**** INPUT DATA ****
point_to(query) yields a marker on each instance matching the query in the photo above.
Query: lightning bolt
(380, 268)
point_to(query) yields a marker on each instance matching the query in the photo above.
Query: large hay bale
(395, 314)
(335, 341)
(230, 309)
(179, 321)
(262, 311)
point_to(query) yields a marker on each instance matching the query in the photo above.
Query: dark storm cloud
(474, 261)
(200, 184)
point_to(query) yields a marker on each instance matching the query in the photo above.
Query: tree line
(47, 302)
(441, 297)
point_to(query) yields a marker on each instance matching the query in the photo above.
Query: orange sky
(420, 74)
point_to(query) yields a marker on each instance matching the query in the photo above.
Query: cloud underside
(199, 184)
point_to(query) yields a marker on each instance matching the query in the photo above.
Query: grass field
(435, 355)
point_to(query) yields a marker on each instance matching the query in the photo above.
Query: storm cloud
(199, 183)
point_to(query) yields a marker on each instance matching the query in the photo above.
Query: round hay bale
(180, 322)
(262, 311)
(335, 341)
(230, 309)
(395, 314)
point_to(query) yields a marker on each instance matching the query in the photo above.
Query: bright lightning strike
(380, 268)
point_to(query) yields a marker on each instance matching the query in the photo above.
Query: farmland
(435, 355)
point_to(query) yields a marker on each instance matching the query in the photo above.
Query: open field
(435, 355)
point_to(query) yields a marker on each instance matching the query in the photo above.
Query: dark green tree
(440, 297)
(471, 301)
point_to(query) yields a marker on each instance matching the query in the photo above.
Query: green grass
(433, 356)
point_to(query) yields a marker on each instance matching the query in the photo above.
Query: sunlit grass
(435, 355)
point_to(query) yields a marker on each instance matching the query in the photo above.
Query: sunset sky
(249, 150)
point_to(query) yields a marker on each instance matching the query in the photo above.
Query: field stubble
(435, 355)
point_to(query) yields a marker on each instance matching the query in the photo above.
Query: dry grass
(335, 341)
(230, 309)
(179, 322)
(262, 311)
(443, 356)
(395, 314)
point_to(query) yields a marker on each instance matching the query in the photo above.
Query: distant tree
****
#### REQUIREMENT:
Nothing should be changed: write out all of the data as is.

#### SOLVED EXERCISE:
point_to(query) yields a marker on each instance matching the query in the photo above.
Query: lightning bolt
(380, 268)
point_to(query) yields a marker on each instance matching the query in the photo above.
Query: large hay bale
(395, 314)
(335, 341)
(230, 309)
(179, 321)
(262, 311)
point_to(query) yields a marker on each instance matching the query in the photo above.
Query: dark storm cloud
(474, 261)
(200, 184)
point_to(query) yields a marker on each instance matching the query in the photo above.
Query: tree line
(47, 302)
(441, 297)
point_to(query) yields a marker on each instance matching the query in the photo above.
Query: orange sky
(420, 74)
point_to(query) yields a marker on each instance matching the query in the photo above.
Query: cloud underside
(199, 184)
point_to(query) yields a marker on each instance matching the query in the photo above.
Query: grass field
(435, 355)
point_to(query) yields a marker on each instance matching the query in the photo above.
Query: storm cloud
(199, 183)
point_to(query) yields a marker on each instance matching the query in the photo above.
Query: round hay bale
(180, 322)
(262, 311)
(335, 341)
(230, 309)
(395, 314)
point_to(query) yields a marker on each instance matching the query in the photo above.
Query: bright lightning strike
(380, 268)
point_to(query) yields a marker on each instance matching the query in the photo above.
Query: farmland
(435, 355)
point_to(query) yields a marker on each instance matching the query in the photo above.
Query: open field
(435, 355)
point_to(query) yields a marker on each instance matching the query in the photo above.
Query: dark green tree
(440, 297)
(471, 301)
point_to(query) yields a marker on each instance matching the query in the photo above.
Query: green grass
(433, 356)
point_to(query) yields a marker on each instance matching the query in the photo above.
Query: sunlit grass
(435, 355)
point_to(query) yields a marker on each instance matching the query in the photo above.
Query: sunset sky
(249, 150)
point_to(query) yields a marker on each instance matching the query in the photo above.
Query: field stubble
(435, 355)
point_to(query) yields a marker on each instance matching the query in the photo above.
Query: dry grass
(335, 341)
(230, 309)
(179, 322)
(262, 311)
(443, 356)
(395, 314)
point_to(query) yields a marker on each instance matching the query in the photo above.
Query: distant tree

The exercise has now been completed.